• **TEXT EXCERPT**:
If YouTube’s team has all of Disney/ABC/ESPN’s game plans, it might be in a position to wait until the optimal moment to strike a deal. Is that time upon us?
Also highly problematic: Disney is vertically integrated. It both provides content, including live sports, to YouTubeTV, Comcast, and others, but competes with those same companies for subscribers to Hulu, Fubo, and ESPN+.
Compounding the problem is the sheer size of YouTubeTV’s parent company, Google/Alphabet, which has a market cap of around $3.4 trillion! YouTubeTV is such an insignificant part of the company’s portfolio that losing viewers over this dispute won’t be noticeable. Hell, it could simply buy Disney, worth a measly $200 billion, if it wanted.
Judging from the online reaction, a lot of people are simply stealing the content. Others, like me, are taking advantage of free trial offers from other vendors and canceling before charges kick in. Neither is exactly an ideal option.
First world problems.
@EddieInCA:
Yep. File it with 10% of flights being cancelled at less than 4 dozen airports.
Google/Youtube will learn the same lesson cable companies learned decades ago: content aggregators have very little leverage over the content producers who hold the rights to America’s preferred professional and semi-pro sports. (I could drop that semi-pro part, I guess, since the NCAA Div 1 major sports pay the athletes now.) If they don’t want to pay what ESPN thinks the content is worth, their alternative is to go into the sports TV production business and outbid ESPN when the contracts with the conferences expire. And should win at that. Any company that thinks it has the money to put AI data centers in space has the money to outbid ESPN.
The term “enshittification” comes to mind.
@EddieInCA:
Indeed. here in the Third World, ESPN, ESPN2, and ESPN3 come with basic cable subscriptions 😀
I suspect everyone (Disney, Apple, Comcast, whoever else) is overpaying for sports rights. I understand the logic – sports is the only broadcasting you can’t watch the next day. But it still feels like a bubble.
@EddieInCA: I mean, I live in the First World. Live sports is not only one of the few genuine escapes from the grim realities of the world—we actually tend to give it our full attention, at least if we have a stake in the outcome—but it may be the last remaining cross-cultural connection we have left. People, regardless of socioeconomic status or politics, can talk sports.
@Steven L. Taylor: This isn’t that, really. This isn’t either YouTubeTV/Google or Disney/ESPN intentionally making their product worse because the initial business model was unsustainable. It’s expensive to serve up content, and there’s a constant fight over fees. Hell, even when my carrier isn’t in the fight, there see to be routine scrolls across the programming about their fights with other carriers.

• **PROBLEM 1**:
Answer these from the excerpt above:
(a) What market cap does it give for Google/Alphabet?
(b) What share of flights does one comment say are being cancelled?
(c) According to one comment, what is the only broadcasting you can't watch the next day?

• **PROVIDED RECORDS**:
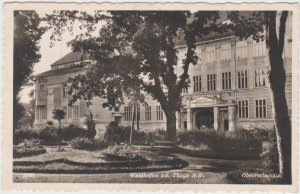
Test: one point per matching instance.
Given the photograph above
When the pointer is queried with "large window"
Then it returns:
(243, 109)
(211, 82)
(65, 91)
(197, 83)
(159, 113)
(260, 77)
(241, 49)
(148, 113)
(226, 81)
(261, 108)
(225, 52)
(75, 112)
(259, 48)
(65, 109)
(128, 113)
(210, 54)
(243, 79)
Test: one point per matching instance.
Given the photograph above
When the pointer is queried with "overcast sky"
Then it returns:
(48, 55)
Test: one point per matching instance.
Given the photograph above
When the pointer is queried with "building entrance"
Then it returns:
(204, 119)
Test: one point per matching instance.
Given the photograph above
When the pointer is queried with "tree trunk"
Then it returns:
(277, 79)
(282, 120)
(171, 125)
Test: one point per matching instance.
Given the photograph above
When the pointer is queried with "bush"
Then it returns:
(28, 147)
(156, 135)
(72, 131)
(116, 134)
(269, 155)
(124, 150)
(48, 134)
(83, 143)
(21, 135)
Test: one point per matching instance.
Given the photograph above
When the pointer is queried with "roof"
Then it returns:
(71, 57)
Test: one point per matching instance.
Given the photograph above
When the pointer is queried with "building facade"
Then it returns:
(228, 90)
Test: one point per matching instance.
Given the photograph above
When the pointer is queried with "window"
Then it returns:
(225, 52)
(148, 113)
(39, 110)
(226, 81)
(65, 92)
(260, 77)
(159, 113)
(75, 112)
(261, 108)
(185, 90)
(243, 109)
(197, 83)
(211, 82)
(65, 109)
(259, 48)
(128, 113)
(241, 49)
(242, 79)
(210, 54)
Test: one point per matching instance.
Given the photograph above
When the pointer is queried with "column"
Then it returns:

• **PROBLEM 2**:
Please select every line of the records that contains the string "pointer".

• **TASK SOLUTION 1**:
(a) Around $3.4 trillion.
(b) 10%, at less than 4 dozen airports.
(c) Sports.

• **TASK SOLUTION 2**:
When the pointer is queried with "large window"
When the pointer is queried with "overcast sky"
When the pointer is queried with "building entrance"
When the pointer is queried with "tree trunk"
When the pointer is queried with "bush"
When the pointer is queried with "roof"
When the pointer is queried with "building facade"
When the pointer is queried with "window"
When the pointer is queried with "column"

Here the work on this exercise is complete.